Under this task are some entries; return every one of them exactly.

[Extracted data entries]
---

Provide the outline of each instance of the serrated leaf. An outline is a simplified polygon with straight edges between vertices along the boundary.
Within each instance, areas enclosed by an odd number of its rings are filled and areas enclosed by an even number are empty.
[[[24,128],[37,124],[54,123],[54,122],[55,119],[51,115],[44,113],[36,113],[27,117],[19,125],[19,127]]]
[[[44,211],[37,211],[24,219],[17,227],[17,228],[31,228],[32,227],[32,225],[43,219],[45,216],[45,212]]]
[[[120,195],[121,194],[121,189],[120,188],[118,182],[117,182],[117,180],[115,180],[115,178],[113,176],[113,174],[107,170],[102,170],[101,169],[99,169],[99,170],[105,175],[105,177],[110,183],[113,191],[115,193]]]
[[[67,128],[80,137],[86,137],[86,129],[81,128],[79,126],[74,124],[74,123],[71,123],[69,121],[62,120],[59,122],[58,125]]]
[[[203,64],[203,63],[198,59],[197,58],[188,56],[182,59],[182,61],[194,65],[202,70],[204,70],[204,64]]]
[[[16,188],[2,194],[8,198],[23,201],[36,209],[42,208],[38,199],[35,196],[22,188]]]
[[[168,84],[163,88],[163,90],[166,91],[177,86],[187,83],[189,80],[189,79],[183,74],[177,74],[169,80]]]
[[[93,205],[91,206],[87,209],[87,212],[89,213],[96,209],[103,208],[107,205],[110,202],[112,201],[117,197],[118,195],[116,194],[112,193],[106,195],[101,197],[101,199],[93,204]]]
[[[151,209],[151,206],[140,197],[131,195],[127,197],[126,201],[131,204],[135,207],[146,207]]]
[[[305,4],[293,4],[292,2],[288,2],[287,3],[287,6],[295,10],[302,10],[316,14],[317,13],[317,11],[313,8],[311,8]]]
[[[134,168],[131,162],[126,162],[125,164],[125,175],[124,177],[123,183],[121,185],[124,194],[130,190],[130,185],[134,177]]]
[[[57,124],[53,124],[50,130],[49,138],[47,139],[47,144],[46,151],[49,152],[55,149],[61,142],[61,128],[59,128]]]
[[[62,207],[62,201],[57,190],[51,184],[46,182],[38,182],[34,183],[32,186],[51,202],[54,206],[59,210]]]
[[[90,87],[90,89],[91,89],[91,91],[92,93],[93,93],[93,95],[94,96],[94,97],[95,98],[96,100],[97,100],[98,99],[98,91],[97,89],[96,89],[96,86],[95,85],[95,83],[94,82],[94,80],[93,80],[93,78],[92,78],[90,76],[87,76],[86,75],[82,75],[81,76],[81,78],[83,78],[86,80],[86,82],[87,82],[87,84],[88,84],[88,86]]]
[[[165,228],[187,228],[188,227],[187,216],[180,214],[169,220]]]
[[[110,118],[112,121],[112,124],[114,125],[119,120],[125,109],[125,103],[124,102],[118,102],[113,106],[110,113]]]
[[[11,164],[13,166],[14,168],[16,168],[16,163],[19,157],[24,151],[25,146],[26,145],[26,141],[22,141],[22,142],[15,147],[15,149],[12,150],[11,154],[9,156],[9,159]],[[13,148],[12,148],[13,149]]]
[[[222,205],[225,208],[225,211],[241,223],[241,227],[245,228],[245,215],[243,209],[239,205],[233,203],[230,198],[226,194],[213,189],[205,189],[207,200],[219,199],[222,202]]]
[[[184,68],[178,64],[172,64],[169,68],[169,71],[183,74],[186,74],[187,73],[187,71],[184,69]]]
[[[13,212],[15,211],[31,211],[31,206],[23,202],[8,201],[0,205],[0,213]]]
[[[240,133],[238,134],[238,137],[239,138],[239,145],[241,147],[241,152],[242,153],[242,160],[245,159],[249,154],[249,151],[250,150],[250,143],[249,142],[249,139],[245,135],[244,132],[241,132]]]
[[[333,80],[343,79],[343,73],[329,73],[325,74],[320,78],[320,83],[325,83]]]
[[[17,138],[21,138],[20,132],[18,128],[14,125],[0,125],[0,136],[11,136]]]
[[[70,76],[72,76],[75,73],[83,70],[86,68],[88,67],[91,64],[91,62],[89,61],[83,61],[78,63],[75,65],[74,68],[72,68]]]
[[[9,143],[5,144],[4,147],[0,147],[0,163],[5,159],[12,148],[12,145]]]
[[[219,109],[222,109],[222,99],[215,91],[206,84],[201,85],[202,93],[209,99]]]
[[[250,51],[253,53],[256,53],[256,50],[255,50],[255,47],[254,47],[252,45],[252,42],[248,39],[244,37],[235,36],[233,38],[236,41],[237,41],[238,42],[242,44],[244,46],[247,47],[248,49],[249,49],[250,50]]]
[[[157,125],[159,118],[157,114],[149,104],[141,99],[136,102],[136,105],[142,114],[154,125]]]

---

> **WRITTEN SOLUTION**
Provide the outline of each instance of the serrated leaf. An outline is a simplified polygon with straight edges between vertices along the boundary.
Within each instance, areas enclosed by an odd number of its rings are filled and areas enclosed by an even number are empty.
[[[24,128],[37,124],[54,123],[54,122],[55,119],[51,115],[44,113],[36,113],[27,117],[19,125],[19,127]]]
[[[44,211],[37,211],[24,219],[17,227],[17,228],[31,228],[32,227],[32,225],[43,219],[45,216],[45,212]]]
[[[120,195],[121,194],[121,189],[120,188],[118,182],[117,182],[117,180],[115,180],[115,178],[113,176],[113,174],[107,170],[102,170],[101,169],[99,169],[99,170],[105,175],[105,177],[110,183],[113,191],[115,193]]]
[[[67,128],[80,137],[86,137],[86,129],[81,128],[79,126],[74,124],[74,123],[71,123],[69,121],[62,120],[59,122],[58,125]]]
[[[203,64],[203,63],[198,59],[197,58],[188,56],[182,59],[182,61],[194,65],[202,70],[204,70],[204,64]]]
[[[16,188],[2,194],[8,198],[23,201],[36,209],[42,208],[38,199],[35,196],[22,188]]]
[[[168,84],[163,88],[163,90],[166,91],[177,86],[187,83],[189,80],[189,79],[183,74],[177,74],[169,80]]]
[[[93,205],[91,206],[87,209],[87,212],[89,213],[96,209],[103,208],[107,205],[110,202],[112,201],[117,197],[118,195],[116,194],[112,193],[106,195],[101,197],[101,199],[93,204]]]
[[[151,209],[151,206],[140,197],[131,195],[127,197],[126,201],[131,204],[135,207],[146,207]]]
[[[305,4],[293,4],[292,2],[288,2],[287,3],[287,6],[295,10],[302,10],[316,14],[317,13],[317,11],[313,8],[311,8]]]
[[[134,168],[131,162],[126,162],[125,164],[125,175],[124,177],[123,183],[121,185],[124,194],[130,190],[130,185],[134,177]]]
[[[57,124],[53,124],[50,130],[49,138],[47,139],[47,144],[46,151],[49,152],[55,149],[61,142],[61,128],[59,128]]]
[[[62,207],[62,201],[57,190],[51,184],[46,182],[38,182],[34,183],[32,186],[51,202],[54,206],[59,210]]]
[[[90,87],[90,89],[91,89],[91,91],[92,93],[93,93],[93,95],[94,96],[94,97],[95,98],[96,100],[97,100],[98,99],[98,91],[97,89],[96,89],[96,86],[95,85],[95,83],[94,82],[94,80],[93,80],[93,78],[92,78],[90,76],[87,76],[86,75],[82,75],[81,76],[81,78],[83,78],[86,80],[86,82],[87,82],[87,84],[88,84],[88,86]]]
[[[165,228],[187,228],[188,227],[187,216],[180,214],[169,220]]]
[[[110,118],[112,121],[112,124],[114,125],[119,120],[125,109],[125,103],[124,102],[118,102],[113,106],[110,113]]]
[[[11,164],[13,166],[14,168],[16,168],[16,163],[19,157],[24,151],[25,146],[26,145],[26,141],[22,141],[22,142],[15,147],[15,149],[12,150],[11,154],[9,156],[9,159]],[[13,148],[12,148],[13,149]]]
[[[222,205],[225,208],[225,211],[241,223],[241,227],[245,228],[245,215],[243,209],[239,205],[233,203],[230,198],[226,194],[213,189],[205,189],[207,200],[219,199],[222,202]]]
[[[184,68],[178,64],[172,64],[169,68],[169,71],[183,74],[186,74],[187,73],[187,71],[184,69]]]
[[[13,212],[15,211],[31,211],[31,206],[23,202],[8,201],[0,205],[0,213]]]
[[[240,133],[238,134],[238,137],[239,138],[239,145],[241,147],[241,152],[242,153],[242,160],[245,159],[249,154],[249,151],[250,150],[250,143],[249,142],[249,139],[245,135],[244,132],[241,132]]]
[[[333,80],[343,79],[343,73],[329,73],[325,74],[320,78],[320,83],[325,83]]]
[[[17,138],[21,138],[20,132],[18,128],[14,125],[0,125],[0,136],[11,136]]]
[[[70,76],[72,76],[75,73],[83,70],[86,68],[88,67],[91,64],[91,62],[89,61],[83,61],[78,63],[75,65],[74,68],[72,68]]]
[[[9,143],[5,144],[4,147],[0,147],[0,163],[5,159],[12,148],[12,145]]]
[[[219,109],[222,109],[222,99],[215,91],[206,84],[201,85],[202,93],[209,99]]]
[[[250,51],[253,53],[256,53],[256,50],[255,50],[255,47],[254,47],[252,45],[252,42],[248,39],[244,37],[235,36],[233,38],[236,41],[237,41],[238,42],[242,44],[244,46],[247,47],[248,49],[249,49],[250,50]]]
[[[157,125],[159,118],[157,114],[149,104],[141,99],[136,102],[136,105],[142,114],[154,125]]]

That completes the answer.